The problem => Give a verbatim copy of the lines below, minus the pictures.

Dataset excerpts =>
* Start *
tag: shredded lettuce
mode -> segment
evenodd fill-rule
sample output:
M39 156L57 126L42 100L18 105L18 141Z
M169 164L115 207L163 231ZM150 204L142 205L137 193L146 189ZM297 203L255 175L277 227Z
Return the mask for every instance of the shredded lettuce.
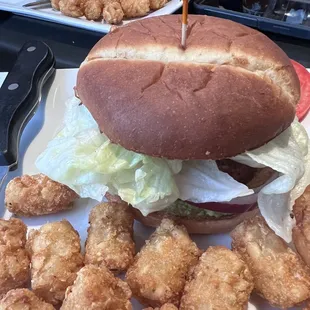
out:
M291 211L295 200L310 184L308 135L297 121L269 143L233 158L248 166L270 167L280 176L258 193L258 206L270 228L287 242L295 224Z
M81 197L98 201L107 191L147 215L181 198L195 202L230 201L253 193L214 161L166 160L113 144L85 106L67 102L64 127L48 143L36 166Z
M75 98L67 102L64 128L36 166L81 197L101 201L109 190L144 214L167 207L179 196L173 175L180 172L181 161L144 156L111 143Z
M222 172L213 160L190 160L175 176L180 199L201 202L225 202L254 193L246 185ZM182 190L181 190L182 189Z
M205 219L208 217L221 218L232 215L231 213L216 212L208 209L202 209L190 205L182 200L177 200L165 209L165 212L174 216L187 217L192 219Z
M101 201L118 194L143 215L160 211L178 199L230 202L258 196L269 226L287 242L294 220L292 205L310 184L308 136L295 120L278 137L232 160L251 167L271 167L279 176L255 194L220 171L211 160L167 160L128 151L103 135L78 99L67 102L63 129L48 143L36 166L81 197Z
* End *
Exercise result =>
tag: shredded lettuce
mode -> segment
evenodd fill-rule
sample output:
M39 156L57 126L42 100L18 105L18 141Z
M169 164L115 207L163 231ZM150 204L142 205L137 193L146 189ZM297 203L255 175L277 227Z
Return the mask for every instance of the shredded lettuce.
out:
M291 211L295 200L310 184L308 135L297 121L269 143L233 158L248 166L270 167L280 176L258 193L258 206L270 228L287 242L295 224Z
M81 197L98 201L107 191L147 215L181 198L195 202L230 201L253 193L214 161L166 160L113 144L85 106L67 102L64 127L48 143L36 166Z
M75 98L67 102L64 128L36 166L81 197L101 201L109 190L144 214L167 207L179 196L173 175L180 172L181 161L144 156L111 143Z
M222 172L213 160L190 160L175 176L180 199L201 202L225 202L254 193L246 185ZM182 190L181 190L182 189Z
M205 219L208 217L221 218L232 215L231 213L216 212L208 209L202 209L190 205L182 200L177 200L165 209L165 212L174 216L187 217L192 219Z
M101 201L118 194L143 215L160 211L178 199L230 202L258 196L269 226L287 242L294 220L292 205L310 184L308 136L295 120L278 137L232 160L251 167L271 167L279 176L255 194L220 171L211 160L167 160L128 151L103 135L78 99L67 102L63 129L48 143L36 166L81 197Z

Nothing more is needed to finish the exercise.